- [What the task asks]: Identical copies of all the records below are needed.

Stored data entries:
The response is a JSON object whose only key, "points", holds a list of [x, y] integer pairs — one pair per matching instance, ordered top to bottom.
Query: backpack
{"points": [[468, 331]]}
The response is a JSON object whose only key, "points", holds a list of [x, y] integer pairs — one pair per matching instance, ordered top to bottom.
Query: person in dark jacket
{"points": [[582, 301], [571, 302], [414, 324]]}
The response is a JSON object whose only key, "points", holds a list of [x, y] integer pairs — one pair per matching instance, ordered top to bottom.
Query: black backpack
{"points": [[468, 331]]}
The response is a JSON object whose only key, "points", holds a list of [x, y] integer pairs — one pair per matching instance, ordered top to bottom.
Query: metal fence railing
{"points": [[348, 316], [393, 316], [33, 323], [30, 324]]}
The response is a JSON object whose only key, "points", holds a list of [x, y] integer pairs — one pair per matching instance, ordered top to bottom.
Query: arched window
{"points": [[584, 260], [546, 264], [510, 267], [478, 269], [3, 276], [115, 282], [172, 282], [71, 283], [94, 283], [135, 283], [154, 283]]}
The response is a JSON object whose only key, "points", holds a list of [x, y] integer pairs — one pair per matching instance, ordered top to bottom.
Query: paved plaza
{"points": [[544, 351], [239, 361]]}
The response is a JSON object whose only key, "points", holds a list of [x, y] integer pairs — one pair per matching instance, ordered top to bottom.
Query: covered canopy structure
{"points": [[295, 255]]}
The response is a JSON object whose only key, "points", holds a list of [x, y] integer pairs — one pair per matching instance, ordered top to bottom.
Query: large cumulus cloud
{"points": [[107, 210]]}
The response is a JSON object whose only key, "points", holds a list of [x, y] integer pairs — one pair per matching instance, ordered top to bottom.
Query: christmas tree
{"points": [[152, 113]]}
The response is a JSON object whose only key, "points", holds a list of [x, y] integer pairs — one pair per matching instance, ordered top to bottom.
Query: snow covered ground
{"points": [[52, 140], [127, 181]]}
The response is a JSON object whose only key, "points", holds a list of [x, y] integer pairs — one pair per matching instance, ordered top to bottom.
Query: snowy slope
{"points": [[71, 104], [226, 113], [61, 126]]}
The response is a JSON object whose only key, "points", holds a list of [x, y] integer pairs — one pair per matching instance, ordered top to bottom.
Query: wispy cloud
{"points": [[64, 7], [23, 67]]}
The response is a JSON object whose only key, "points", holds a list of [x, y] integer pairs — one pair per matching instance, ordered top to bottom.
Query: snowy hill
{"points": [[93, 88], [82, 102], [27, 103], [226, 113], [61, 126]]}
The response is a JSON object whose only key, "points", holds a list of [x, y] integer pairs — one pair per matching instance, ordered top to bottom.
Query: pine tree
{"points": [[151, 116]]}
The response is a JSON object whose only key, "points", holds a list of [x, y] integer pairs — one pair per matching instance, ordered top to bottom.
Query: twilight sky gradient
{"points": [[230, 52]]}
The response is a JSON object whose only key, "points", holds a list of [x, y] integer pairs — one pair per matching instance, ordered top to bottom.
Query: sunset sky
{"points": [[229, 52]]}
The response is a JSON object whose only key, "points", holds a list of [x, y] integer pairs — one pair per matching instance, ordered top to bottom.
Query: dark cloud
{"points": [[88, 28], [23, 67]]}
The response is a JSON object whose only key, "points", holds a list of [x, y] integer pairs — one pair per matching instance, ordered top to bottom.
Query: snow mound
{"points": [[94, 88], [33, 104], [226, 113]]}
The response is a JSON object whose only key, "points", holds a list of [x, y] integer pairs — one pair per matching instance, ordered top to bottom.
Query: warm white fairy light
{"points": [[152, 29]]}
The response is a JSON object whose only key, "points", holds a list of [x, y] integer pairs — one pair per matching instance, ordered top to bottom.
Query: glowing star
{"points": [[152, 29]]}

- [Answer]:
The response is a JSON object whose only key, "points", holds a list of [x, y] integer pairs — one pair per matching instance, ordered top to bottom.
Query: backpack
{"points": [[468, 331]]}
The response is a JSON object whose only key, "points", holds a list of [x, y] integer pairs — one pair per matching instance, ordered top to bottom.
Query: person in dark jacket
{"points": [[582, 301], [571, 302], [414, 324]]}
The response is a JSON object whose only key, "points", holds a list of [x, y] integer pairs — one pair per matching instance, ordered top to bottom.
Query: black backpack
{"points": [[468, 331]]}
The response is a JSON object whose only key, "points", holds a list of [x, y] integer pairs — one pair per matching instance, ordered top to bottom.
Query: metal fence railing
{"points": [[348, 316], [393, 316], [33, 323], [30, 324]]}
The response is a JSON object whose only key, "points", holds a list of [x, y] integer pairs — one pair per matching instance, ordered top to bottom.
Query: arched window
{"points": [[584, 260], [546, 264], [510, 267], [478, 269], [3, 276], [115, 282], [172, 282], [71, 283], [94, 283], [135, 283], [154, 283]]}
The response is a JSON object whose only key, "points", holds a list of [x, y] integer pairs — one pair per matching instance, ordered top to bottom.
Query: paved plaza
{"points": [[544, 351], [239, 361]]}
The response is a JSON object whose only key, "points", holds a list of [x, y] integer pairs — one pair per matching instance, ordered top to bottom.
Query: covered canopy structure
{"points": [[295, 255]]}
The response is a JSON object whose only key, "points", holds a list of [x, y] integer pairs — one pair per matching instance, ordered top to bottom.
Query: large cumulus cloud
{"points": [[107, 210]]}
The response is a JSON object whose only key, "points", holds a list of [x, y] integer pairs — one pair per matching instance, ordered top to bottom.
Query: christmas tree
{"points": [[152, 113]]}
The response is a JSON object whose only key, "points", holds a list of [x, y] integer pairs — one pair per matching instance, ordered top to bottom.
Query: snow covered ground
{"points": [[52, 140], [127, 181]]}
The response is a JSON object whose only key, "points", holds a list of [x, y] integer pairs — one pair per matching instance, ordered top to bottom.
Query: snowy slope
{"points": [[71, 104], [226, 113], [61, 126]]}
The response is a JSON object whose only key, "points", holds a list of [x, y] integer pairs — one pair per matching instance, ordered top to bottom.
Query: wispy cloud
{"points": [[64, 7], [23, 67]]}
The response is a JSON object whose only key, "points", holds a list of [x, y] integer pairs — one pair per matching instance, ordered top to bottom.
Query: snowy hill
{"points": [[93, 88], [82, 102], [27, 103], [226, 113], [61, 126]]}
The response is a JSON object whose only key, "points", holds a list of [x, y] integer pairs — one pair per matching instance, ordered top to bottom.
Query: pine tree
{"points": [[151, 116]]}
The response is a JSON object whose only key, "points", holds a list of [x, y] integer pairs — one pair per matching instance, ordered top to bottom.
Query: twilight sky gradient
{"points": [[230, 52]]}
The response is a JSON object whose only key, "points", holds a list of [x, y] integer pairs — one pair per matching instance, ordered top to bottom.
Query: sunset sky
{"points": [[229, 52]]}
The response is a JSON object whose only key, "points", holds a list of [x, y] integer pairs — one pair per matching instance, ordered top to bottom.
Query: dark cloud
{"points": [[88, 28], [23, 67]]}
The response is a JSON object whose only key, "points", holds a list of [x, y] integer pairs — one pair per matching instance, ordered top to bottom.
Query: snow mound
{"points": [[94, 88], [33, 104], [226, 113]]}
The response is a JSON object whose only key, "points", holds a list of [x, y] integer pairs — one pair per matching instance, ordered top to bottom.
Query: warm white fairy light
{"points": [[152, 29]]}
The response is a JSON object whose only key, "points", holds a list of [x, y] integer pairs — one pair per matching instance, ordered top to bottom.
Query: glowing star
{"points": [[152, 29]]}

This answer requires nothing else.